Now, though, he’s done it, hoisting his first trophy one week after Tom Hoge broke through at the AT&T Pebble Beach Pro Am and two after Luke List won the Farmers Insurance Open.
Scheffler’s victory marks the first string of three straight first-time winners in standalone events on TOUR since Nate Lashley, Mathew Wolff and Dylan Frittelli won the 2019 Rocket Mortgage Classic, 3M Championship and John Deere Classic, respectively.
It also validated Scott’s eye for talent, plus a lot of opinions that Scheffler was good enough to win.
The caddie’s first indication of how good Scheffler is: Partners Scheffler and Watson tied for eighth in the two-man Zurich Classic of New Orleans last April. Scott, then still on the Watson’s bag, saw the game.
Still, it was not until the Ryder Cup last fall, when Scheffler beat Rahm in singles and Scott watched it all on TV, did the caddie realize the full breadth of Scheffler’s skillset.

++++++++

## Required work
1/ In the Scheffler golf article, translate this sentence into Spanish: "It also validated Scott's eye for talent, plus a lot of opinions that Scheffler was good enough to win."
2/ Using the Scheffler golf article, explain why his victory marks a streak.
3/ Pick up the Scheffler golf article after its last sentence and keep it going.

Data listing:
++++++++

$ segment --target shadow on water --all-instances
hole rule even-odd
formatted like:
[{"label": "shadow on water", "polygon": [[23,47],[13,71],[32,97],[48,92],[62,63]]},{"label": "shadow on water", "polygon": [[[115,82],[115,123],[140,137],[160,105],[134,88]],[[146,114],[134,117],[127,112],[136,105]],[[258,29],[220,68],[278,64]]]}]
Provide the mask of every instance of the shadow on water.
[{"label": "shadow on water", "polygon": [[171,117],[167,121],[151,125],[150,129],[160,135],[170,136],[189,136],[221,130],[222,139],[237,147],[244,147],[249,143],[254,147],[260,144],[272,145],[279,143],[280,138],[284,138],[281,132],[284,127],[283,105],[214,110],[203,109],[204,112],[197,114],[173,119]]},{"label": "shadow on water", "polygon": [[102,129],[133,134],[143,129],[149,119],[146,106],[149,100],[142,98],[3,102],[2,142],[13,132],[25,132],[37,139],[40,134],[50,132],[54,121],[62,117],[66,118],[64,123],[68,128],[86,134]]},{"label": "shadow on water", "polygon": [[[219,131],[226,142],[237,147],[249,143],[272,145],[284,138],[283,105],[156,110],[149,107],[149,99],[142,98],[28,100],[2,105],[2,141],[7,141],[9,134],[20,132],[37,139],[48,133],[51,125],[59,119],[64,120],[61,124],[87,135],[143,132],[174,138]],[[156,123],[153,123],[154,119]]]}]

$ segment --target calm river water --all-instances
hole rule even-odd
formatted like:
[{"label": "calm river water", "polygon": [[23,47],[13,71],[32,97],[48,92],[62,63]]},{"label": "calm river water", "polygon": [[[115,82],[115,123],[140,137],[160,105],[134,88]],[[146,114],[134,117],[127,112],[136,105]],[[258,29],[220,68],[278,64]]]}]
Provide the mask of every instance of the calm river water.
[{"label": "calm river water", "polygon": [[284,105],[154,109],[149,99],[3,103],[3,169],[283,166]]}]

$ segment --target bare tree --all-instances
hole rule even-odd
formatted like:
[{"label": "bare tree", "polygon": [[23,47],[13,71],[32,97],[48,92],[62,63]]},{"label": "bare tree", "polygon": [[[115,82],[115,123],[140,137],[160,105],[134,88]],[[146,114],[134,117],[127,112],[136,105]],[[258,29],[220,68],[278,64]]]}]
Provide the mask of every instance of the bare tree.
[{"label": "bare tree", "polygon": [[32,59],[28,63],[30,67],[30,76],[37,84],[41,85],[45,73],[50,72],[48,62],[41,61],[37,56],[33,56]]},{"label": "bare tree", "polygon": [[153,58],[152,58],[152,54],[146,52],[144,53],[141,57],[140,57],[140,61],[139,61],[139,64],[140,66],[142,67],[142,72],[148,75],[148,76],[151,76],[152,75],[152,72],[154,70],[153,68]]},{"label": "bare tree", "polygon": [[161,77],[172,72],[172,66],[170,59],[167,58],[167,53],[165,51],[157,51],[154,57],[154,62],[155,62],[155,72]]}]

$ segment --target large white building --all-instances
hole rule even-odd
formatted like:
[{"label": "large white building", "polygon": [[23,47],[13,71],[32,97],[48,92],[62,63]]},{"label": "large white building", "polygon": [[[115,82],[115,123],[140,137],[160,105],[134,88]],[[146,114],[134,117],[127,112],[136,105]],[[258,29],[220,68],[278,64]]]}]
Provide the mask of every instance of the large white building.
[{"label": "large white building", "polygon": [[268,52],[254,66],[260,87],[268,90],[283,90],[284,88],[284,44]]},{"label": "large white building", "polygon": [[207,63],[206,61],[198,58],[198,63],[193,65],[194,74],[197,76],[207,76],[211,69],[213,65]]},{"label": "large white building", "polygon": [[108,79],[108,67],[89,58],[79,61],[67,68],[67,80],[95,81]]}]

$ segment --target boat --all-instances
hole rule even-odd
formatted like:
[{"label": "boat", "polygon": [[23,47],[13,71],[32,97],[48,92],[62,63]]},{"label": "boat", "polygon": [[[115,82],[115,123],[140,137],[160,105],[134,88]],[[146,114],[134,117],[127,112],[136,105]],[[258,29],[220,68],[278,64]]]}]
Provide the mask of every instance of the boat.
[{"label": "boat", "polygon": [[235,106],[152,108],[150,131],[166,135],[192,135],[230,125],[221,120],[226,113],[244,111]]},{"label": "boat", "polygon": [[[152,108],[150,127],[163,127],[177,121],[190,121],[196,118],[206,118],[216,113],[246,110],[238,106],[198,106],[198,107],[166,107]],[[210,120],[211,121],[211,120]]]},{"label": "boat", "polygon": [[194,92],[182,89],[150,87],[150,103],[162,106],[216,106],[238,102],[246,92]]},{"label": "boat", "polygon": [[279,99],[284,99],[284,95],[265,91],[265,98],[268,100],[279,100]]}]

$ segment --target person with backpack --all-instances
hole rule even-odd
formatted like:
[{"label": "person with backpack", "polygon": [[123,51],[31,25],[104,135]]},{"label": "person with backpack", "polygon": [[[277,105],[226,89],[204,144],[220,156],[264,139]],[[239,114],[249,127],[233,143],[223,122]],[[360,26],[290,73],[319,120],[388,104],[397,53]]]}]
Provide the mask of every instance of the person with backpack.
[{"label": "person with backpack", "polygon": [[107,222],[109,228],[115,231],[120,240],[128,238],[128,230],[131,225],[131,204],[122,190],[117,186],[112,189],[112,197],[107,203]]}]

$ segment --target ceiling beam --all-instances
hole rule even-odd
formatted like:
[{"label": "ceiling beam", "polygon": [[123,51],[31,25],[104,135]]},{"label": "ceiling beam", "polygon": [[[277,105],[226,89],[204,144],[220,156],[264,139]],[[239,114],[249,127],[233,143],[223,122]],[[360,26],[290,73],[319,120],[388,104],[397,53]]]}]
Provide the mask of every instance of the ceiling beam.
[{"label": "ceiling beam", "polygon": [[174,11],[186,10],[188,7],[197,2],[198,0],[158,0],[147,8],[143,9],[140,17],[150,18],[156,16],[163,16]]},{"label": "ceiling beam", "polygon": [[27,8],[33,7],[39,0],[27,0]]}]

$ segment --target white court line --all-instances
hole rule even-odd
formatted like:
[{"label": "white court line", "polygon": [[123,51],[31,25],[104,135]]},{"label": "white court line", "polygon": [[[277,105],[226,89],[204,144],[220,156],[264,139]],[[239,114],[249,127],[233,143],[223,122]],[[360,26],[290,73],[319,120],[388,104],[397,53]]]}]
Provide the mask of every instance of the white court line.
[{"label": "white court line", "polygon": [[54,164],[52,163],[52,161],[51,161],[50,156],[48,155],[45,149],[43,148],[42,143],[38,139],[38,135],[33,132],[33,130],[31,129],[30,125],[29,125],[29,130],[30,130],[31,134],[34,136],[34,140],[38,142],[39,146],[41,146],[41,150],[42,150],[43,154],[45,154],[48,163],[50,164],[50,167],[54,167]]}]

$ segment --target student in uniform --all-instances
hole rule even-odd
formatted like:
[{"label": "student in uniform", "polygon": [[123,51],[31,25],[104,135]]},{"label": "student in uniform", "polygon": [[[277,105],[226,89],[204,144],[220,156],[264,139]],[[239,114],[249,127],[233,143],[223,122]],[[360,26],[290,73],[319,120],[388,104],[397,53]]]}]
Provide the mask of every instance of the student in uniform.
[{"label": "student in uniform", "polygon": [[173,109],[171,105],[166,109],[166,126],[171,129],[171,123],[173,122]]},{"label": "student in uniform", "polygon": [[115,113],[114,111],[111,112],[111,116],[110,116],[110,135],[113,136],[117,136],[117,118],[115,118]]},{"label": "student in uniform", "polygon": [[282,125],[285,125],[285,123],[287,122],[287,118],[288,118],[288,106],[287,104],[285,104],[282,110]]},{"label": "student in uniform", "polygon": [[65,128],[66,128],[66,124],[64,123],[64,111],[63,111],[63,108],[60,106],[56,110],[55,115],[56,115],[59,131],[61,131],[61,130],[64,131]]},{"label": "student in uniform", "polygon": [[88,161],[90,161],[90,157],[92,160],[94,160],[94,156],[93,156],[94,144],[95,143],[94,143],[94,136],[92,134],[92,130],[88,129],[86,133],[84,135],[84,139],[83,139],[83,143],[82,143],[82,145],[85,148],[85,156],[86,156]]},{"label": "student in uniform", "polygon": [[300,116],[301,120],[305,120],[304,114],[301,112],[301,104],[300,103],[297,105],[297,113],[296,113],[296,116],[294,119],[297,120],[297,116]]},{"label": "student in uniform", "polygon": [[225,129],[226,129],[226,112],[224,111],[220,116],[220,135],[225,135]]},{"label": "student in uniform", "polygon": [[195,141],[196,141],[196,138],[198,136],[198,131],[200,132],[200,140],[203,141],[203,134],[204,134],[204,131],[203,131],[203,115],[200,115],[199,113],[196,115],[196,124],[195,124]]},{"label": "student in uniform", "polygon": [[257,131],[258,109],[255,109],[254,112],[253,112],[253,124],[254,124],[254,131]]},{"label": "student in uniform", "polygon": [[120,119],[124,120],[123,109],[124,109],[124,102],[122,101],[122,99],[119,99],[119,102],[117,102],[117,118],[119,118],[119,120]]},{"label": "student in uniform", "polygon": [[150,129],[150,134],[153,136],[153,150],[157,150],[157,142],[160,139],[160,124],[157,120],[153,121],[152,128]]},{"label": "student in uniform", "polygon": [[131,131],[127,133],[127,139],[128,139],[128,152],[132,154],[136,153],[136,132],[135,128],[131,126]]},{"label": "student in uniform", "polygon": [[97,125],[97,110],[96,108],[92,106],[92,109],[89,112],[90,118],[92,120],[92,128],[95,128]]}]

++++++++

## Per-task outputs
1/ También validó el buen ojo de Scott para el talento, además de muchas opiniones de que Scheffler era lo bastante bueno para ganar.

2/ His win came one week after Tom Hoge's first win at the AT&T Pebble Beach Pro Am and two weeks after Luke List's first win at the Farmers Insurance Open. That made three straight first-time winners in standalone TOUR events, the first such run since Nate Lashley, Mathew Wolff and Dylan Frittelli did it in 2019.

3/
“I was like, Wow, he’s really good,'” Scott said.
Now everybody knows it – if they didn’t already. Because friends are the shock absorbers of life, and player and caddie were too united to fall apart even after bogeys on 5, 7, 8 and 12.
“We had a lot of fun together even through all the bogeys and stuff,” Scheffler said. “We never felt totally out of the golf tournament, and I looked at him on 14 green, we were only I think maybe two back at the time, and I think I was a little bit surprised still to be that close to the lead.
“He just did a good job keeping me in it mentally and keeping me focused on the task at hand.”